**Description of the task:** Retype the entries below exactly, but begin at the line containing "Target: grass patch" and end at the last line.
◆ ◆ ◆ ◆
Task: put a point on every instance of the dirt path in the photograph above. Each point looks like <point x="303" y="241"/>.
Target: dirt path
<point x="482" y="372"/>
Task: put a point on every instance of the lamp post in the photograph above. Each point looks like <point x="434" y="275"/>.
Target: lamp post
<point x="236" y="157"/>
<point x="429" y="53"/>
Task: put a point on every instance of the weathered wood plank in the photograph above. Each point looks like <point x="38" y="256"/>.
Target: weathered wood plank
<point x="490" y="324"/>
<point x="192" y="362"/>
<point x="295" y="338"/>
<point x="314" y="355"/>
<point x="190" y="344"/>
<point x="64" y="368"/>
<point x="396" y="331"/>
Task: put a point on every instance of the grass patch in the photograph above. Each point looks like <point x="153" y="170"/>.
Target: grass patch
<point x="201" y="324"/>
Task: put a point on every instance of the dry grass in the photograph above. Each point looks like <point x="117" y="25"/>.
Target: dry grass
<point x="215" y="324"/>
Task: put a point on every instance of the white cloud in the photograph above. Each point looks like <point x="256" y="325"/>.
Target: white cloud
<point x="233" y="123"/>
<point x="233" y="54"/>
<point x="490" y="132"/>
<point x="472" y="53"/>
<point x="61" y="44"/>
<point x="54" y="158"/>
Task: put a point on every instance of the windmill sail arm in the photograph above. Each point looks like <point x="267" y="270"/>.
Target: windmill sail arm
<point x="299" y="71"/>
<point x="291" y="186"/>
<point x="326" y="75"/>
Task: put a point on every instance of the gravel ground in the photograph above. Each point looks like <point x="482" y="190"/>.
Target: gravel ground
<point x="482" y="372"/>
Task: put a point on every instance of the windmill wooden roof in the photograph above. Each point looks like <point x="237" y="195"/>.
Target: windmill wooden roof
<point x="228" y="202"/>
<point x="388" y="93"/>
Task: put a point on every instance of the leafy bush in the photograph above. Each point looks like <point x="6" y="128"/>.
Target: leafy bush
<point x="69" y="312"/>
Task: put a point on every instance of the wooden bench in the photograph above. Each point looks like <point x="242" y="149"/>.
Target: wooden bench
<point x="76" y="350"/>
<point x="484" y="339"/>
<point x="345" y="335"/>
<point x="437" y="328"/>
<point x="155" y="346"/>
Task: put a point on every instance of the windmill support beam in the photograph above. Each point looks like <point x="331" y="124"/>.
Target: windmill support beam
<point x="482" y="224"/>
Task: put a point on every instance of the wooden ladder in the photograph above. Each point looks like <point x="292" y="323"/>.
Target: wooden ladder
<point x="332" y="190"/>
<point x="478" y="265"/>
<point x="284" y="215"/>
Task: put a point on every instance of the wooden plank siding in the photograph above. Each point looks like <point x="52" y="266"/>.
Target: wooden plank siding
◆ ◆ ◆ ◆
**Written solution:**
Target: grass patch
<point x="201" y="324"/>
Task: put a point on every instance of the dry grass in the photograph above. Each point looks like <point x="117" y="25"/>.
Target: dry grass
<point x="215" y="324"/>
Task: put a point on every instance of the white cloud in the photograph above. Each point looks like <point x="256" y="325"/>.
Target: white cloud
<point x="233" y="123"/>
<point x="233" y="54"/>
<point x="490" y="132"/>
<point x="472" y="53"/>
<point x="61" y="44"/>
<point x="54" y="158"/>
Task: put a point on every instance of the windmill sail arm in the photograph above. Each point looks like <point x="267" y="270"/>.
Target: windmill sail arm
<point x="299" y="71"/>
<point x="291" y="186"/>
<point x="326" y="75"/>
Task: put a point on every instance of the gravel ground in the photograph above. Each point looks like <point x="482" y="190"/>.
Target: gravel ground
<point x="482" y="372"/>
Task: put a point on every instance of the windmill wooden roof in the photograph above. Each point looks like <point x="237" y="195"/>.
Target: windmill wooden roof
<point x="228" y="202"/>
<point x="388" y="93"/>
Task: put a point on every instance of the leafy bush in the photograph above. Each point looks like <point x="6" y="128"/>.
Target: leafy bush
<point x="69" y="312"/>
Task: put a point on every instance of the wooden bench in the photograph above. Each point looks like <point x="242" y="149"/>.
Target: wooden bench
<point x="76" y="350"/>
<point x="484" y="339"/>
<point x="345" y="335"/>
<point x="437" y="328"/>
<point x="155" y="346"/>
Task: put a point on every instance of the windmill support beam in the photograph above. Each point looks like <point x="331" y="124"/>.
Target: windmill support beam
<point x="482" y="224"/>
Task: put a point on every instance of the wooden ladder in the photograph above. Each point looks like <point x="292" y="323"/>.
Target: wooden ladder
<point x="332" y="190"/>
<point x="478" y="265"/>
<point x="284" y="215"/>
Task: put a point on every instance of the wooden plank siding in the photograph above. Each point looks like <point x="52" y="266"/>.
Target: wooden plank siding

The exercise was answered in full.